Excerpt from a data file:
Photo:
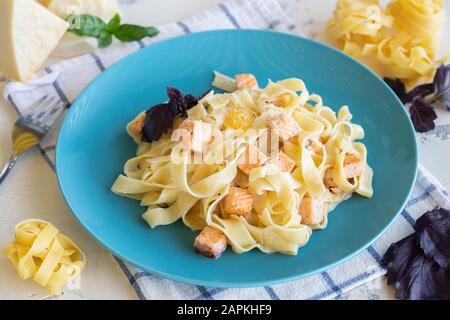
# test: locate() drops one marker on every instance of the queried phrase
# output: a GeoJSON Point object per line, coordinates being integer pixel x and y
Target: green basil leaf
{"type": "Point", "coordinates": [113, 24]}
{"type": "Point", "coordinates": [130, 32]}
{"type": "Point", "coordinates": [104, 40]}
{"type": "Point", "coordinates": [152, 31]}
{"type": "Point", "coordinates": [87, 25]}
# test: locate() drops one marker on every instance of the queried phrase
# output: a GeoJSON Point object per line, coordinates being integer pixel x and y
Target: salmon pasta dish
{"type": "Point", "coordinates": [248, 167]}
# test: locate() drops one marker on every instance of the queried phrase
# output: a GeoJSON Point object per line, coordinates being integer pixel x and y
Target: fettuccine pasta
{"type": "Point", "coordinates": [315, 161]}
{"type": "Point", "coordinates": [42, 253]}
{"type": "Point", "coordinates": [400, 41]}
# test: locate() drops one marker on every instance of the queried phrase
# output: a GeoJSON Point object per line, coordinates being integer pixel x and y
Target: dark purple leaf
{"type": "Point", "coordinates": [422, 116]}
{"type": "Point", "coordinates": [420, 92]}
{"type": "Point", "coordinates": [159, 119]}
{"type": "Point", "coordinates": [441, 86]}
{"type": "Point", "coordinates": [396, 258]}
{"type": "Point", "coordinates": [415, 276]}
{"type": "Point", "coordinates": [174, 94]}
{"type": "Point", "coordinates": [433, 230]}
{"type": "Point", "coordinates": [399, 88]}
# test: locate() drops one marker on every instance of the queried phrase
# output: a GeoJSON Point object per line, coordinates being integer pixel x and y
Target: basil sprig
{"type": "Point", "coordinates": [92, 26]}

--

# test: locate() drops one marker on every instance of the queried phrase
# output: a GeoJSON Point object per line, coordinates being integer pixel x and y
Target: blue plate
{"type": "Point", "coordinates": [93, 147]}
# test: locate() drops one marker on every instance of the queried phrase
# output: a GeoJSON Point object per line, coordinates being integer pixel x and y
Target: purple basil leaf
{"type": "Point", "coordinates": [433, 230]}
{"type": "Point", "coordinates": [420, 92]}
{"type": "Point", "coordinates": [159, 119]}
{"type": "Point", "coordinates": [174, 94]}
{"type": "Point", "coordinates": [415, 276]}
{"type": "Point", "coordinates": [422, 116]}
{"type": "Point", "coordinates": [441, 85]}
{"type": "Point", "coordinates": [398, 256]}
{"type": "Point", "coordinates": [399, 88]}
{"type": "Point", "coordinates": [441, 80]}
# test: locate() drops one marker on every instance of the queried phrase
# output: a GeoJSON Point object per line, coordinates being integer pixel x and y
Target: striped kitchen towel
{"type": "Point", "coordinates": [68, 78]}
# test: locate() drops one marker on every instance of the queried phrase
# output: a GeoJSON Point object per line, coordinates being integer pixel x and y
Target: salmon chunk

...

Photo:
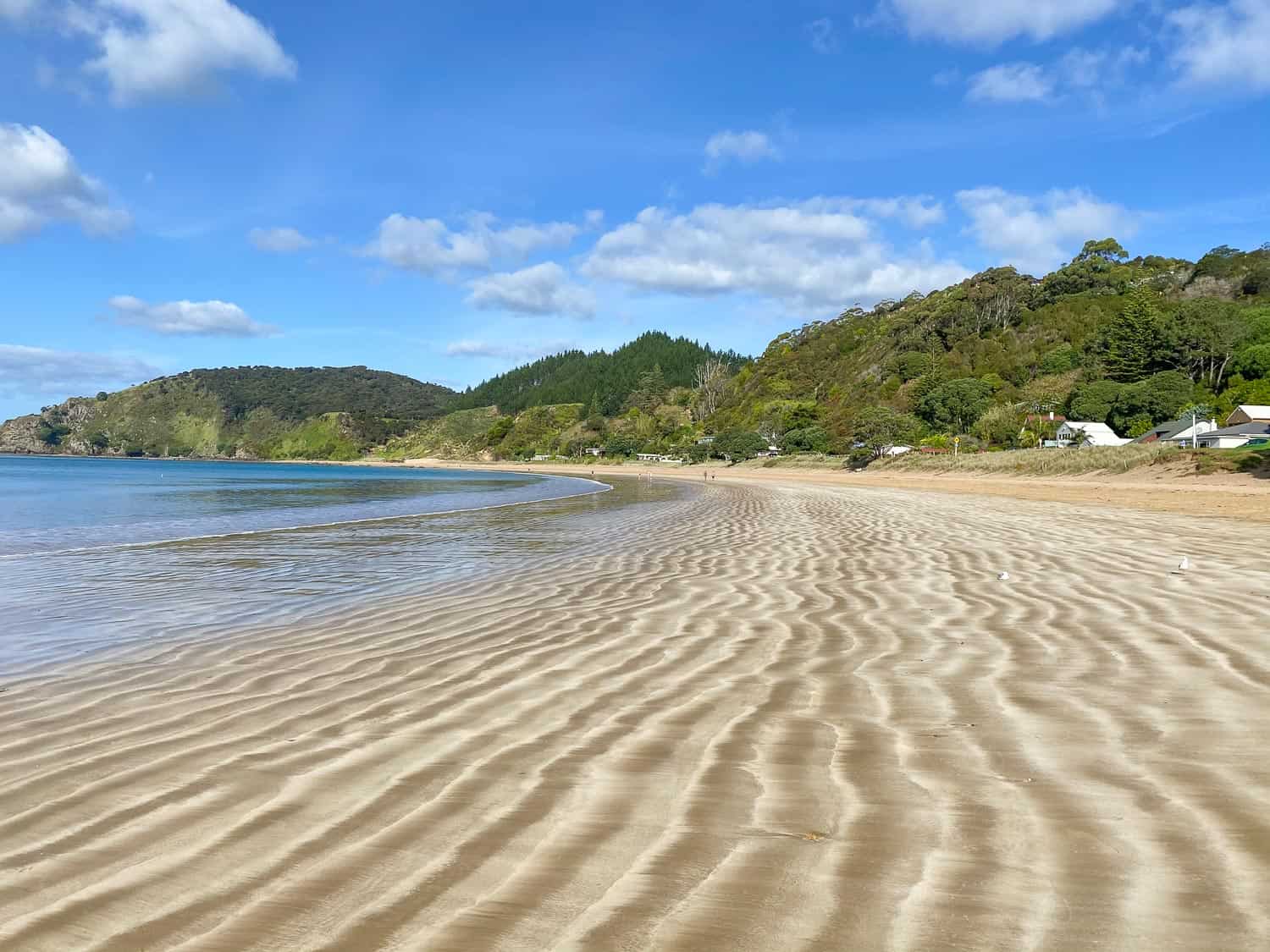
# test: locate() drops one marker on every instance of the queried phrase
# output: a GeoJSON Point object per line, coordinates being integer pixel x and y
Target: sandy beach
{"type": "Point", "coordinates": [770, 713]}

▸ Stated task: Please report each line in the listing above that contains the word "leaf". Matches are case-sensitive.

▸ Worked solution:
Target: green basil leaf
Target: dark purple leaf
Target: purple basil leaf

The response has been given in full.